# WHAT IS EXPECTED:
Write out the records that follow exactly. Do not include pictures.

[Image point grounding data]
--- START ---

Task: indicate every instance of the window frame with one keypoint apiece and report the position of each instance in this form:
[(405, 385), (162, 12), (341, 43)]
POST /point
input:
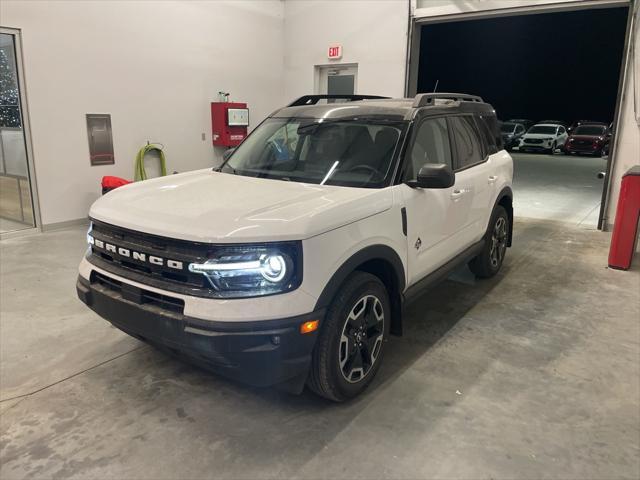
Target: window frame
[(456, 161), (410, 141)]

--- END ---

# FINAL ANSWER:
Task: indicate every instance of the window frame with one keypoint apiece and report the position of each instance in this form:
[(405, 385), (162, 12), (341, 43)]
POST /point
input:
Target: window frame
[(456, 161), (410, 141)]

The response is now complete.